### What you will do
What follows is a block of records; reproduce all of it verbatim.

(Material for the task Opens)

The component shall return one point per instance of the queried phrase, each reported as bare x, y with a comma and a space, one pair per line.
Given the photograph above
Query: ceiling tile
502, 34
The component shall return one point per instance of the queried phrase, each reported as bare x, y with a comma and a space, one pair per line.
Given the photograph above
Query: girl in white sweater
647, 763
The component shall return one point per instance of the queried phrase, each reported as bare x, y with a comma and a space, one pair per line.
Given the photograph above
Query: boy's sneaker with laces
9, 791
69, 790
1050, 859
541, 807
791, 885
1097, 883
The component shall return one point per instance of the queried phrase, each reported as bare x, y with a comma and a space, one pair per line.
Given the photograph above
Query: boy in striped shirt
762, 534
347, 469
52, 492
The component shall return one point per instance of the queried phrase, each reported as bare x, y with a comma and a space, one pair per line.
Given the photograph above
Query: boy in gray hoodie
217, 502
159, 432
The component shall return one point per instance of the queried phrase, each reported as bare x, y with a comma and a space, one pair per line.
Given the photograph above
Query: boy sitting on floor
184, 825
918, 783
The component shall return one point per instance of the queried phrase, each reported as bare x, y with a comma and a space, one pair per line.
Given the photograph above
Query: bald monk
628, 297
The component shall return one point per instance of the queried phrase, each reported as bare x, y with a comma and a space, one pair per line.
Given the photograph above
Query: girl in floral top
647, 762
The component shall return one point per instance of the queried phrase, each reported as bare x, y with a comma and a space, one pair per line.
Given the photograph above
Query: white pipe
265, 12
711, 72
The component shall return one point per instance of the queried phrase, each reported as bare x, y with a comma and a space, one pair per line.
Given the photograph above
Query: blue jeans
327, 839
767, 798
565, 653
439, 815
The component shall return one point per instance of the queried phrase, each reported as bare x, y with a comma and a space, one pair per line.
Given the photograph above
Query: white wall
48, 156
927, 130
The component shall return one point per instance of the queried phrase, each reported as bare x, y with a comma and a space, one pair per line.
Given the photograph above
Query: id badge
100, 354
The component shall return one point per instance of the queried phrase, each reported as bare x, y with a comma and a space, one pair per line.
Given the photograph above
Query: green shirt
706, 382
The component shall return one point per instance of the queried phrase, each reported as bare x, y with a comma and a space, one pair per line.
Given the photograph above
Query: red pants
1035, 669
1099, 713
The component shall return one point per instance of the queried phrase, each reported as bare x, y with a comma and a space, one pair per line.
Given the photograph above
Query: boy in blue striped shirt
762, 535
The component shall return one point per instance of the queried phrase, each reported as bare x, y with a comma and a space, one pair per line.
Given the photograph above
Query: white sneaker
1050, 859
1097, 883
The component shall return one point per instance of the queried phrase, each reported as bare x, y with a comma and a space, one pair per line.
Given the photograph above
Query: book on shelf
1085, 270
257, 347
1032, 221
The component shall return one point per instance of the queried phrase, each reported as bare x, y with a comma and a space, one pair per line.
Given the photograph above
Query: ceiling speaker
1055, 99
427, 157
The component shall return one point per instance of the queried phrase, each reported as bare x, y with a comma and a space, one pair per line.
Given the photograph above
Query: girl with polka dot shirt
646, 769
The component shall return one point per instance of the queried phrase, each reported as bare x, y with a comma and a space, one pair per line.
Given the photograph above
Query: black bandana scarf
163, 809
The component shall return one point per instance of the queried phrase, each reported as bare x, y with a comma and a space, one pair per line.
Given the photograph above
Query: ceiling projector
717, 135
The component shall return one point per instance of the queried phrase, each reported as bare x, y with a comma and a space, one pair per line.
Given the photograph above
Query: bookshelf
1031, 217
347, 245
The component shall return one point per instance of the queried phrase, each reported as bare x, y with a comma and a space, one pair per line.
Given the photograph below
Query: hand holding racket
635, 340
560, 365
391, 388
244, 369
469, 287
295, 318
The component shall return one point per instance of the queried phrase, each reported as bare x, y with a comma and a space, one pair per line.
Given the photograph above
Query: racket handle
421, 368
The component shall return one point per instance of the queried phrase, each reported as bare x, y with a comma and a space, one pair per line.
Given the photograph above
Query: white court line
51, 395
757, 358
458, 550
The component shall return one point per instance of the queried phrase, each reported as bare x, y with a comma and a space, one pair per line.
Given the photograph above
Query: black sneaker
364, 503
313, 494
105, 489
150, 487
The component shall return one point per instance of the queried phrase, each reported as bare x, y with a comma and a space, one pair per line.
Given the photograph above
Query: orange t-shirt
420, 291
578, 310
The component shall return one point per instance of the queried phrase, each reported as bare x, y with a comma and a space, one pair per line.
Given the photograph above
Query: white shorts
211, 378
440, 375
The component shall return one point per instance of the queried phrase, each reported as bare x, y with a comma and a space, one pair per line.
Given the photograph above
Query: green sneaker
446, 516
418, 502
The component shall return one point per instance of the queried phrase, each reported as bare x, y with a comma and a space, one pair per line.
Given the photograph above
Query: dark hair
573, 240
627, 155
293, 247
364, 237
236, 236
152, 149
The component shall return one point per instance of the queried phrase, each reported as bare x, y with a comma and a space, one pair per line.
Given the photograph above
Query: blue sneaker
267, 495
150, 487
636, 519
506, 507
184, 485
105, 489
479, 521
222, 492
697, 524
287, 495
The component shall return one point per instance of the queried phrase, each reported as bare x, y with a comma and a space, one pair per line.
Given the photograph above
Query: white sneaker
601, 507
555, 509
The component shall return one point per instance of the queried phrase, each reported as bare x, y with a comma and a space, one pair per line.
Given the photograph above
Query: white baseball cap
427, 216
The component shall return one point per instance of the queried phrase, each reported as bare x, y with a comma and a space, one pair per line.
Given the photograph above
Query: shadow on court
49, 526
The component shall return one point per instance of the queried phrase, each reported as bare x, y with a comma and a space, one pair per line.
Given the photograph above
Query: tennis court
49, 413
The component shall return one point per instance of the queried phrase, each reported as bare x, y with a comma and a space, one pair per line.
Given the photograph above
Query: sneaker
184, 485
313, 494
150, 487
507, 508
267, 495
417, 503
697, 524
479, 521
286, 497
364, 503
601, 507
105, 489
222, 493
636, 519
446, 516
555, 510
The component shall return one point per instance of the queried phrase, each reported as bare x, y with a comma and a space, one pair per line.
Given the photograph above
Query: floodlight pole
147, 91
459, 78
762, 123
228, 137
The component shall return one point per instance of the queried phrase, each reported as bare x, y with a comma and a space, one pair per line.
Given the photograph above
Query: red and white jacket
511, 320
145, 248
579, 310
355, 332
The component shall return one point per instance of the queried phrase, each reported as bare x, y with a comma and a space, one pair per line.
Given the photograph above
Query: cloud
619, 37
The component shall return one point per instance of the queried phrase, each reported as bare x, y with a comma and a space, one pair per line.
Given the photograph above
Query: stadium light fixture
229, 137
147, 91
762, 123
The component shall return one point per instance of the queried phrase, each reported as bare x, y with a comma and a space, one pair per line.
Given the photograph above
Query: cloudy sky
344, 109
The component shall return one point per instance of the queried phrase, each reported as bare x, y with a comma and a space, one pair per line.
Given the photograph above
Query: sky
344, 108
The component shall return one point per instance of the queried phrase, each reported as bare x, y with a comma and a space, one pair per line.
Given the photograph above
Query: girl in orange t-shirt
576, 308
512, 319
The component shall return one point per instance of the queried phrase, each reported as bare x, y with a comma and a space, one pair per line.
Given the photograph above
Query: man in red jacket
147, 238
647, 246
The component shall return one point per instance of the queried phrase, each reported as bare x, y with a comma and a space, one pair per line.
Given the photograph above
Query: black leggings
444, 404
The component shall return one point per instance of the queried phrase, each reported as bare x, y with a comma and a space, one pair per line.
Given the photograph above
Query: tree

(Material for the task Closes)

### Task answer
The component shall return one point per instance of the queried phrase, each reported as bare x, y with a comma and a space, one pair per line.
Given the photograph above
Query: ceiling tile
502, 34
The component shall return one point per instance of the queried phrase, each reported as bare x, y with a comma and a space, one pair per line.
Given the photograph above
Query: girl in white sweater
647, 763
The component shall return one point per instance of the queried phrase, each reported as bare x, y with a comma and a space, one pair per line.
Given the photograph above
Query: boy's sneaker with laces
9, 791
69, 790
1050, 859
541, 807
791, 885
1097, 883
The component shall return one point per instance of the queried phrase, each reported as bare x, y with a comma and a space, one pair per line.
Given the photograph above
Query: boy in striped shirt
762, 534
347, 469
52, 492
The component shall return one point per instance of the queried phrase, each reported as bare x, y with a comma and a space, one pair per line.
Given the photograph above
Query: boy in gray hoodie
217, 502
159, 432
The component shall return one point per instance of the queried phrase, each reported as bare x, y with a comma and a space, one pair per line.
Given the photograph above
Query: boy sitting on floor
184, 825
918, 783
The component shall return one point per instance of the queried phrase, each reported as bare x, y with a comma and a space, one pair per line.
Given the photograph above
Query: bald monk
628, 297
The component shall return one point per instance of the queried phrase, each reported as bare x, y with a comma and a space, one pair per line.
Given the photograph above
Query: girl in floral top
647, 762
The component shall return one point per instance of the queried phrase, each reported as bare x, y with a comma and a space, one pair per line.
Given the photograph above
Query: white pipe
265, 12
711, 72
The component shall return one point per instance of the queried phrase, each reported as bare x, y with a comma and a space, one pair per line.
Given the photograph above
Query: blue jeans
327, 839
767, 798
565, 653
439, 815
The component shall return one point per instance of the queried phrase, each reported as bare x, y with a comma and a space, one pair per line.
Given the photograph above
Query: white wall
48, 156
927, 130
The component shall return one point per instance of the queried phrase, each reported as bare x, y with a comma and a space, one pair per line.
Given the photograph above
Query: id badge
100, 354
The component shall return one point per instance of the queried phrase, each reported as bare x, y with a comma and a space, one pair per line.
Given the photograph above
Query: green shirt
706, 382
The component shall return one point per instance of the queried phrase, each reported as bare x, y with a comma and a space, one pair per line.
Given the photograph above
Query: red pants
1035, 669
1099, 713
The component shall return one point per instance of the queried phrase, each reported as bare x, y with a comma and a space, one pair per line.
Given the photograph above
Query: boy in blue striped shirt
762, 535
The component shall return one point per instance of the queried phrase, each reported as bare x, y with a comma and a space, one pair per line.
Given the photograph above
Query: white sneaker
1050, 859
1097, 883
The component shall return one point per instance of the queried phrase, each reported as bare x, y with a comma and a space, one pair per line.
Given the photograph above
Query: book on shelf
1085, 270
257, 347
1032, 221
The component shall return one point per instance of the queried phrase, each reported as bare x, y with a comma and a space, one pair per line.
Given the photograph above
Query: ceiling speaker
1055, 99
427, 157
The component shall return one point per instance of the queried phrase, each reported as bare x, y with a comma and a space, one pair per line.
Given the photograph above
Query: girl with polka dot shirt
646, 769
The component shall return one point per instance of the queried phrase, each reported as bare x, y with a comma and a space, one pair per line.
Given the photograph above
Query: black bandana scarf
163, 809
The component shall return one point per instance of the queried phrase, each reported as bare x, y with a comma and a space, one pair per line.
Given the photograph above
Query: ceiling projector
717, 135
The component shall return one point per instance of the queried phrase, each reported as bare x, y with a comma and a space, one pair per line.
Given the photograph above
Query: bookshelf
1031, 217
347, 245
The component shall return one point per instance of the queried phrase, each reported as bare x, y with a comma and a space, one pair per line.
Given the photograph below
Query: hand holding racket
635, 340
560, 365
391, 388
244, 369
469, 287
295, 318
The component shall return one point per instance of the queried phrase, each reported as bare x, y with a comma and a space, one pair per line.
Given the photograph above
Query: racket handle
421, 368
The component shall return one point per instance of the queried phrase, each reported as bare x, y with a comma and a space, one pair per line.
Given the photograph above
Query: white court line
51, 395
757, 358
458, 550
The component shall return one point per instance of the queried phrase, each reported as bare x, y with a comma and a space, one pair per line.
Given the photograph above
Query: black sneaker
364, 503
313, 494
105, 489
150, 487
The component shall return one point per instance of the queried phrase, each reported as bare x, y with a comma and a space, one pair per line.
Given the photograph above
Query: orange t-shirt
420, 291
578, 310
The component shall return one point per instance of the queried phrase, each reported as bare x, y with a comma and a space, one pair per line.
Given the photograph above
Query: white shorts
211, 378
440, 375
The component shall return one point per instance of the queried phrase, each reported as bare x, y with a comma and a space, one pair per line.
Given the photograph above
Query: green sneaker
446, 516
418, 502
The component shall return one point per instance of the queried phrase, each reported as bare x, y with a comma and a space, one pair per line.
Given the photograph above
Query: dark hair
573, 240
627, 155
293, 247
364, 237
236, 236
152, 149
The component shall return one point per instance of the queried phrase, each reported as bare x, y with a comma and a space, one pair per line.
Given the photograph above
Query: blue sneaker
267, 495
150, 487
636, 519
506, 507
184, 485
105, 489
479, 521
222, 492
697, 524
287, 495
The component shall return one point per instance of the queried phrase, each reported as bare x, y with a comma and a space, one pair per line.
Given the photograph above
Query: white sneaker
601, 507
555, 509
The component shall return one point per instance of the queried phrase, each reported as bare x, y with a comma and a space, one pair per line.
Given the photograph above
Query: white baseball cap
427, 216
The component shall return one point per instance of the queried phrase, each reported as bare x, y with a comma and a space, one pair per line.
Given the photograph above
Query: shadow on court
49, 526
The component shall return one point per instance of the queried phrase, each reported as bare x, y with a comma and a space, one pair per line.
Given the photograph above
Query: tennis court
49, 413
The component shall return one point per instance of the queried phrase, each reported as bare x, y with a comma and a space, one pair per line.
Given the photograph above
Query: sneaker
184, 485
313, 494
150, 487
507, 508
267, 495
417, 503
697, 524
479, 521
286, 497
364, 503
601, 507
105, 489
222, 493
636, 519
446, 516
555, 510
The component shall return one point per instance of the queried phrase, each reported as bare x, y with a comma and a space, one pair per line.
Given the photograph above
Query: floodlight pole
147, 91
459, 78
762, 123
228, 137
The component shall return one point per instance of the queried phrase, each reported as bare x, y with a comma and a space, one pair per line.
Given the photograph above
Query: red and white jacket
511, 320
145, 248
579, 310
355, 332
The component shall return one point per instance of the queried phrase, each reported as bare x, y with a comma and a space, one pair per line.
Given the photograph above
Query: cloud
619, 37
The component shall return one point per instance of the queried phrase, each reported as bare x, y with a comma and a space, one pair per line.
Given the photograph above
Query: stadium light fixture
229, 137
147, 91
762, 123
The component shall return one point per instance of the queried phrase, each reported as bare x, y with a comma and a space, one pair per line.
Given the photograph above
Query: cloudy sky
344, 109
The component shall return one point per instance of the queried phrase, each reported as bare x, y with a comma and a space, one pair per line.
Given the photograph above
Query: sky
344, 108
The component shall return one point per instance of the queried phrase, each reported as bare x, y with a comma and a space, one pair per line.
Given the photograph above
Query: girl in orange t-shirt
576, 308
512, 319
The component shall return one point per instance of the queried phrase, each reported as bare x, y with a comma and a space, one pair per line.
Given the photograph above
Query: man in red jacket
147, 238
647, 246
The component shall return one point per instance of the queried phrase, each reported as bare x, y with a comma and a space, one pair per line.
Given the photograph above
Query: black leggings
444, 404
The component shall return one point per instance of the queried phrase, each reported as bare x, y with a comma and a space, one pair per line.
Given the photograph above
Query: tree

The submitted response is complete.